* [Goal A]
Answer each of these from the bike forum thread:
(i) Which two stock parts did TwoHeadsBrewing replace on his bike?
(ii) How many pounds separate his bike from a $6,000 Madone?
(iii) Which tires did Captante order?
* [Goal B] Extend the bike forum thread past its last post with a few more replies in the same style.

* [Extract to read]
#####

Having read through more than a few threads I wondered if I might be considered a "shill" posting about a BD bike with less than a hundred other posts on the forum.

I'm glad you took the time to joke with me about it!:thumbsup:

And thanks for the complement!


----------



## getagrip

Nice bike! I saw your last post was made in October. How has everything been since then? Anything break? Anything you would change? How comfortable is the frame geometry?


----------



## TwoHeadsBrewing

getagrip said:


> Nice bike! I saw your last post was made in October. How has everything been since then? Anything break? Anything you would change? How comfortable is the frame geometry?


Still riding the bike, and still as comfortable and smooth as ever! I've since put a rack and panniers and plan to do some overnight road trips with my son this summer. It's really a versatile ride and handles everything I throw at it.

Nothing has broken, but I've gone through a couple chains and put new cable housing on it a few months ago. The only things I've changed from stock are the seat and tires, which are crap.


----------



## EnzY216

I know this is a old thread but I'm a newb here and can't start new threads yet so I decided to add to this one. I just bought this bike for my first road bike and gets the job done.


----------



## TwoHeadsBrewing

Yep, it's an oldie but I still keep tabs on it now and again. I still ride mine as a commuter most days, and take it on the occasional 30-50 miler. Great bike, very smooth and efficient pedaler, and "it just works".


----------



## gdfred88

Nice bike. Wish it was a little lighter... I'm looking for something not to high in $$ and pretty light.

Thanks for following up on how you like it. That is helpful to those like me who are trying to decide on the right bike. Thanks.


----------



## TwoHeadsBrewing

I really wouldn't worry about the weight. The difference in my bike (21#) vs a $6,000 Madone is only 5 pounds. At least for me, I could stand to lose a few pounds, and could drop 5 pounds in under a month by just changing my diet slightly.


----------



## EnzY216

I'm no bike expert by any means but if you don't fork out the cash your left with a aluminum frame set weighing in around 20-23 lbs. Someone correct me if i'm wrong.


----------



## Captante

Great thread & motivated me to finally pull the trigger on one of these myself. I'm also 5'8 with a 31 inch inseam so I went with the 54 as well. Already ordered Conti Gatorskins along with a set of Kool-Stop brake pads, I'll wait till I do a little riding to choose a seat.

Its going to be a long week of anticipation that's for sure!


----------



## Tallsedo

Anyone know how I can find out when they will get the Knight in 64cm again? for the price I really like it but its sold out ONLY in that size...I didnt see any email or contact info on their page


----------



## Captante

Tallsedo said:


> Anyone know how I can find out when they will get the Knight in 64cm again? for the price I really like it but its sold out ONLY in that size...I didnt see any email or contact info on their page



Look on the main page upper right beneath the "womens" catagory .... there's a link.

#####

* [Entries]
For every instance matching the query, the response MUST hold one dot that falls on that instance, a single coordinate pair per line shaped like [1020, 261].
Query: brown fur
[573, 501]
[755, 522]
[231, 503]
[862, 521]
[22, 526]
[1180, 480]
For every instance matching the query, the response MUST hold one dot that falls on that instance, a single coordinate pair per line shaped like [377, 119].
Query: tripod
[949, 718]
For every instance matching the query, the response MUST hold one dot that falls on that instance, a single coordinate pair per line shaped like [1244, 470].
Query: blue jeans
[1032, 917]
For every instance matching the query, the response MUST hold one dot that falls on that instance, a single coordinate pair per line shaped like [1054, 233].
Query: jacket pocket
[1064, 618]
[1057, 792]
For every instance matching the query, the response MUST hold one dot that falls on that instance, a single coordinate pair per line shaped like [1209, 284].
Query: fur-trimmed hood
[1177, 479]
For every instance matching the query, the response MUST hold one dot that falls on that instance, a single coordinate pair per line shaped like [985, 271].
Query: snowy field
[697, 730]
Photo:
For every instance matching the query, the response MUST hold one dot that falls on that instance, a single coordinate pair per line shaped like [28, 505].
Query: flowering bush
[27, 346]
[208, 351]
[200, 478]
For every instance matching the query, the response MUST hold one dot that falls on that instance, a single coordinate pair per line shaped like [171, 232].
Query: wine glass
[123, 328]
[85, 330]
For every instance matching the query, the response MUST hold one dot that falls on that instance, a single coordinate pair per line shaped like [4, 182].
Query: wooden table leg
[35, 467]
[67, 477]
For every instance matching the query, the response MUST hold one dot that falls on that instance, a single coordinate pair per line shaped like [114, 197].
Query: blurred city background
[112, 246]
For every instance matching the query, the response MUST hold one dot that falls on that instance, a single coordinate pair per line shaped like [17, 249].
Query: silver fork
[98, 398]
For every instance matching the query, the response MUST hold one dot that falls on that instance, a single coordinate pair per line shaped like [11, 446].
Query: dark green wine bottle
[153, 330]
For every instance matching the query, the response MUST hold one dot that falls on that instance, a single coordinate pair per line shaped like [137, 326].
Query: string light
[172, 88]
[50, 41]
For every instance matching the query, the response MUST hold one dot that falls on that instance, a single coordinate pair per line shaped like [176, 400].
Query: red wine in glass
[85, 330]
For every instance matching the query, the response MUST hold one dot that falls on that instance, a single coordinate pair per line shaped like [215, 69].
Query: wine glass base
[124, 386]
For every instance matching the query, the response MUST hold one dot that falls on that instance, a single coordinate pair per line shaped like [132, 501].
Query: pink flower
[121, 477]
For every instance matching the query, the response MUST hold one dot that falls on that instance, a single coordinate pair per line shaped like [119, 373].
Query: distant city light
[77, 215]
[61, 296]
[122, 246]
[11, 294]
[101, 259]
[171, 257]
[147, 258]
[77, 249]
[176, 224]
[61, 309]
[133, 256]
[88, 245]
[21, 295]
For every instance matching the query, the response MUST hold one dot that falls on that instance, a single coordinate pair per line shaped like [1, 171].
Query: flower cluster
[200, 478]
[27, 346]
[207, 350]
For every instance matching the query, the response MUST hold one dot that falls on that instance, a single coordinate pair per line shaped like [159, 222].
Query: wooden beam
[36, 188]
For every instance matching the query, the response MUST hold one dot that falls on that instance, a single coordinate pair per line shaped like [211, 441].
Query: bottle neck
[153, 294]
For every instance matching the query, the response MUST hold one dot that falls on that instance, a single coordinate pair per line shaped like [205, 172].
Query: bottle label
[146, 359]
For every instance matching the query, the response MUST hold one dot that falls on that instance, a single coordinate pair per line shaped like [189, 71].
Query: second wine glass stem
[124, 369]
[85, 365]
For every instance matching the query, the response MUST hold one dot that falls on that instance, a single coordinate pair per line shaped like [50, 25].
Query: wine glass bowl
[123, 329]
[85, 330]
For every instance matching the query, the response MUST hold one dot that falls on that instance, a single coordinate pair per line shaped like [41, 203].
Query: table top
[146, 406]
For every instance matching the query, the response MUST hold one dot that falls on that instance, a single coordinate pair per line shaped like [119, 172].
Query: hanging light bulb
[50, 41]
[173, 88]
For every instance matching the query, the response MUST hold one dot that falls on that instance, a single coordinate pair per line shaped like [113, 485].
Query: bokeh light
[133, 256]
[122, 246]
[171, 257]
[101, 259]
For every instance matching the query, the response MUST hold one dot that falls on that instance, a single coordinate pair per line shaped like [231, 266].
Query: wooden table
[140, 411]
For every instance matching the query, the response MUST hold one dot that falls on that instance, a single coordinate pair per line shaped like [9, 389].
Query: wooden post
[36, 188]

#####

* [Expected answer A]
(i) The seat and the tires.
(ii) Five pounds.
(iii) Conti Gatorskins.

* [Expected answer B]
----------



## Captante

Well I've had my Knight a few days now and have taken it for several rides up to about 10 miles and so far I absolutely love it!

I'ts light fast and smooth although considering I was riding a 38lb mountain bike before any half-decent road bike would be a huge improvement. In my opinion anyone considering one of these should go ahead and do it.

Thanks to the OP for a helpful & informative thread!


----------



## Mikethebike33322

I purchased my windsor knight in 2010. Replaced the seat, tires and the handlebar tape. I now have 11,000 miles on it. Thats hardcore, as I use it for commuting and touring in the heat of South Florida. This is the best bike for the price I could find, including Trek. I am soooooo happy i bought it! Good luck.


----------



## Tungty

thanks for the pics - cant' wait to show mine


----------



## kooshbal

*Windsor Headset*

What model of headset is this cane creek headset, is the bearing races replaceable? Where can you get parts? Would it be easier just to replace this headset? It appears this is an older model. I have had to adjust mine 5 times to get the play out, being careful not to over tighten then torqueing the clamps. 

Thanks for any response or pm


----------



## TwoHeadsBrewing

kooshbal said:


> What model of headset is this cane creek headset, is the bearing races replaceable? Where can you get parts? Would it be easier just to replace this headset? It appears this is an older model. I have had to adjust mine 5 times to get the play out, being careful not to over tighten then torqueing the clamps.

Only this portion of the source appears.